→ TASK SET
1. Copy the passage on deli meat from "You also have" up to and including "are pre-packaged. Why?", but replace "sliced meats" with "cold cuts".
2. Write what comes next in the passage on deli meat, continuing from where it stops.

→ STUDY TEXT
--*--

Take for instance the 2nd Ave Deli that’s been a NYC staple since 1954. This place is an institution that’s been preparing thick deli sandwiches piled high with expertly prepared meat for over 60 years. And even “new school” delis like Kenny and Zuke’s in Portland, Oregon pay close attention to tradition and provide their customers with mouthwatering classics like pastrami and chopped liver. They go out of their way to make sure everything is just right and don’t cut corners.
Delis like these use the best ingredients and have a deep knowledge that often spans generations. So there’s just no way to substitute this, which is a big reason why the deli counter will always have a one up over pre-packaged deli meat. You’re simply getting a superior product.
You also have to take the health implications into consideration. While there are numerous factors that determine how healthy (or unhealthy) sliced meats are, items purchased at the deli counter are generally healthier than those that are pre-packaged. Why?

--*--

→ MATERIAL SHOWN
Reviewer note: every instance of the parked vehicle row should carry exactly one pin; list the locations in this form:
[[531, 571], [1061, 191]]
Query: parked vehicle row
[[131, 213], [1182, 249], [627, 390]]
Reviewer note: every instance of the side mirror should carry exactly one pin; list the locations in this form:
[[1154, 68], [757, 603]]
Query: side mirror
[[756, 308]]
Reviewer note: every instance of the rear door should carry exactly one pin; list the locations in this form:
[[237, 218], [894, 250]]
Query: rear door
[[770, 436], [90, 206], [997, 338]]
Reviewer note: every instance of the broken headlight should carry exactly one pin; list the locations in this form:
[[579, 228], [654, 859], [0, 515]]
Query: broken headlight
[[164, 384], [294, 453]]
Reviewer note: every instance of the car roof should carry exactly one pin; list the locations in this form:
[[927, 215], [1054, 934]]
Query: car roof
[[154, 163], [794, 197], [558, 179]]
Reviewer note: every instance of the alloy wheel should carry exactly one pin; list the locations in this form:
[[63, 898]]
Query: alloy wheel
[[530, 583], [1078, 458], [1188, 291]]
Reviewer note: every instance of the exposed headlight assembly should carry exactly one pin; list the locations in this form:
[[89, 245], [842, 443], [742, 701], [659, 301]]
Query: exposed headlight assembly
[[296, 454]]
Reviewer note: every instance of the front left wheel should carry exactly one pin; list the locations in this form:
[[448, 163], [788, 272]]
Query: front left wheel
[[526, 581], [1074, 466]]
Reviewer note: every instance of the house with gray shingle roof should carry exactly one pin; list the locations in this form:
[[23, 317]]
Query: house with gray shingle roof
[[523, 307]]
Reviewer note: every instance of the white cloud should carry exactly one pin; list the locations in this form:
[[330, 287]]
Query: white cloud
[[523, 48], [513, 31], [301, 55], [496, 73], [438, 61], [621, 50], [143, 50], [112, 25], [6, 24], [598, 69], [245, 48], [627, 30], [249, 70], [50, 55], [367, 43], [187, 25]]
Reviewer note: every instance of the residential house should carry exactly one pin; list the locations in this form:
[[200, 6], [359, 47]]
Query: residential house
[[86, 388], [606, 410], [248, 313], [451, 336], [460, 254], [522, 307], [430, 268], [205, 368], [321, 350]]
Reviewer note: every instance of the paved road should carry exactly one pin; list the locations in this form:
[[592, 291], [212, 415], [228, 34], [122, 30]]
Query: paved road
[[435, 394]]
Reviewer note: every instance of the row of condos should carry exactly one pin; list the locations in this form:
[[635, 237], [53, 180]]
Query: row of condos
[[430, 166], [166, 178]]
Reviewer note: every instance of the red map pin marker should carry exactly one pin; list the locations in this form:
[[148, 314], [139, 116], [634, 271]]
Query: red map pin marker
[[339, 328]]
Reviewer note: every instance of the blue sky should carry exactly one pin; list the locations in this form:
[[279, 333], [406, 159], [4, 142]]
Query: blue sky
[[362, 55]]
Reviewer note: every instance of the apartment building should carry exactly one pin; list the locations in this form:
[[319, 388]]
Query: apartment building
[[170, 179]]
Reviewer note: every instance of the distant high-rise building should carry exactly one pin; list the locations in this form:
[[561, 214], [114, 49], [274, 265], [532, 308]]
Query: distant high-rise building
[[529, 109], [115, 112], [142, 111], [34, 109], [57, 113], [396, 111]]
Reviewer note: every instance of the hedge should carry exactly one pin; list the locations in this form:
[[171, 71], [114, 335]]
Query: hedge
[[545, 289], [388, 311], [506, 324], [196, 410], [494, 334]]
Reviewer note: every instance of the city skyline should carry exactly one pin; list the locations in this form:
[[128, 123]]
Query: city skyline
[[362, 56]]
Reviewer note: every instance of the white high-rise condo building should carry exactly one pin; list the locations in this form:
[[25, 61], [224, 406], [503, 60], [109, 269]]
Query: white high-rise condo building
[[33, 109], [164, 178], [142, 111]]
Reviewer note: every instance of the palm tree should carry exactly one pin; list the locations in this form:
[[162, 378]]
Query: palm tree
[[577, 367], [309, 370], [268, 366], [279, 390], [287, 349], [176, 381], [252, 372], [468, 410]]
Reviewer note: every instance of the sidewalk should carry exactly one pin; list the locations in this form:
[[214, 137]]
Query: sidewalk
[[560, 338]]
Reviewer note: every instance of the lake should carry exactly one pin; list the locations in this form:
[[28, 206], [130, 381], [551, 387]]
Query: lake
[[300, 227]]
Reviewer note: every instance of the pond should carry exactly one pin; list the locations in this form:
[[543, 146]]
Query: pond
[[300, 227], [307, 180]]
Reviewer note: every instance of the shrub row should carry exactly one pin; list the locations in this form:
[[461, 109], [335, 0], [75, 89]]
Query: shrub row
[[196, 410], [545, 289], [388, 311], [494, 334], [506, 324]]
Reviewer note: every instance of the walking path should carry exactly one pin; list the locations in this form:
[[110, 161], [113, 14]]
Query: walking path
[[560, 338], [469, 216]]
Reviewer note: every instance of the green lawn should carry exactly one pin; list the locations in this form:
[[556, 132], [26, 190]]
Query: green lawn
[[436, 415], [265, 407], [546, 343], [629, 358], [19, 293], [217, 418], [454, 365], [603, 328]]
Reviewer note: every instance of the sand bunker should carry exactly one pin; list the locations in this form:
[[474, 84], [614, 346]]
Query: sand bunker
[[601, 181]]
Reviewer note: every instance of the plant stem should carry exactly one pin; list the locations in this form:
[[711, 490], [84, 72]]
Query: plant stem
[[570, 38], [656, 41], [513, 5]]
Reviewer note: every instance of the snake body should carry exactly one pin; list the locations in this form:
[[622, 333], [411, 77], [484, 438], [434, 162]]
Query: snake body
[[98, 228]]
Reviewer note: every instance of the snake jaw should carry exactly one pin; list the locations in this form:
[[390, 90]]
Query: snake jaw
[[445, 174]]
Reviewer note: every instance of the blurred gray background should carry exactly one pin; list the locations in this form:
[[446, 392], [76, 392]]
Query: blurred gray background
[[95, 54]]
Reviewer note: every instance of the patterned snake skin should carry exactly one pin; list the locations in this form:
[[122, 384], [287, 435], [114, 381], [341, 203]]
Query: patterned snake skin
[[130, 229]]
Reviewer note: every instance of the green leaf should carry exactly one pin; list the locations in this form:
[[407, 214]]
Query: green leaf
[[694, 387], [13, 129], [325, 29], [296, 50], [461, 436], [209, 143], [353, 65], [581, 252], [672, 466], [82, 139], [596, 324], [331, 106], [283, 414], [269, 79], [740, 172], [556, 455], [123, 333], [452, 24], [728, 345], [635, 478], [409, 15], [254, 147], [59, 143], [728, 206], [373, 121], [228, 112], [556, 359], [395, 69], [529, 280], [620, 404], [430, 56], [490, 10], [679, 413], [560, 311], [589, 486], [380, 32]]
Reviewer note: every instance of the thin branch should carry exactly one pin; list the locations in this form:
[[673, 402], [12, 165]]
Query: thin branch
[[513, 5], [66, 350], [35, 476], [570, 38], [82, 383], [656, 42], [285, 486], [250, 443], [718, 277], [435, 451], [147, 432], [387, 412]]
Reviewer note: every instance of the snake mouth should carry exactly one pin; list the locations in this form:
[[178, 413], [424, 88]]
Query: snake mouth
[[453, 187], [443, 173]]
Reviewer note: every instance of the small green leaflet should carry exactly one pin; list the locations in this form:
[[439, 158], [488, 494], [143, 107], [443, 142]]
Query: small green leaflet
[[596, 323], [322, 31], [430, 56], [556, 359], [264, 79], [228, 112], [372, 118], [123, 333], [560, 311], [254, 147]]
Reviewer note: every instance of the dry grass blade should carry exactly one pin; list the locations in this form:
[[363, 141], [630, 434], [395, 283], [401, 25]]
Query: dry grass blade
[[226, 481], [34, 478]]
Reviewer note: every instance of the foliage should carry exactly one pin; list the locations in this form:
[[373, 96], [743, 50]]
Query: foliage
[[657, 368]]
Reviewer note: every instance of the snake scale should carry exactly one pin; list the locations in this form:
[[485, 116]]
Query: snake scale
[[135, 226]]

--*--

→ EXERCISE RESPONSES
1.
You also have to take the health implications into consideration. While there are numerous factors that determine how healthy (or unhealthy) cold cuts are, items purchased at the deli counter are generally healthier than those that are pre-packaged. Why?

2.
First, highly processed foods tend to have a high sodium content and are packed with preservatives, which can increase the risk of cancer, food and nutrition expert Frances Largeman-Roth writes. Plus the artificial ingredients of processed foods are extremely low in nutrition, which increases the overall risk of illness and poor health, Kris Gunnars, founder of Authority Nutrition, adds at Medical News Today.
And there’s another issue that might not be so obvious. Largeman-Roth says that once you open a package of deli meat and put it in the refrigerator, “the clock is ticking” and you typically have a maximum of five days to consume it before listeria (a type of bacteria) can start growing. The Heathline team list symptoms of listeriosis as including: headaches, nausea, muscle aches and in more severe cases, convulsions or seizures.
In addition to the taste and health factors, you have to take into account the ambience and atmosphere that you get when walking in the door. A great deli isn’t just a place to eat, it’s an experience.
And in places like Liebman’s Kosher Deli in the Bronx, which opened in 1958, you can’t help but feel a sense of history — it’s like being transported back in time. Liebman’s is still under the same ownership, restaurant critic Robert Sietsema at Eater NY writes. He says the old-fashioned ambience of wood-grain formica and neon lights in the front windows give it a distinct feel that’s very warm and inviting.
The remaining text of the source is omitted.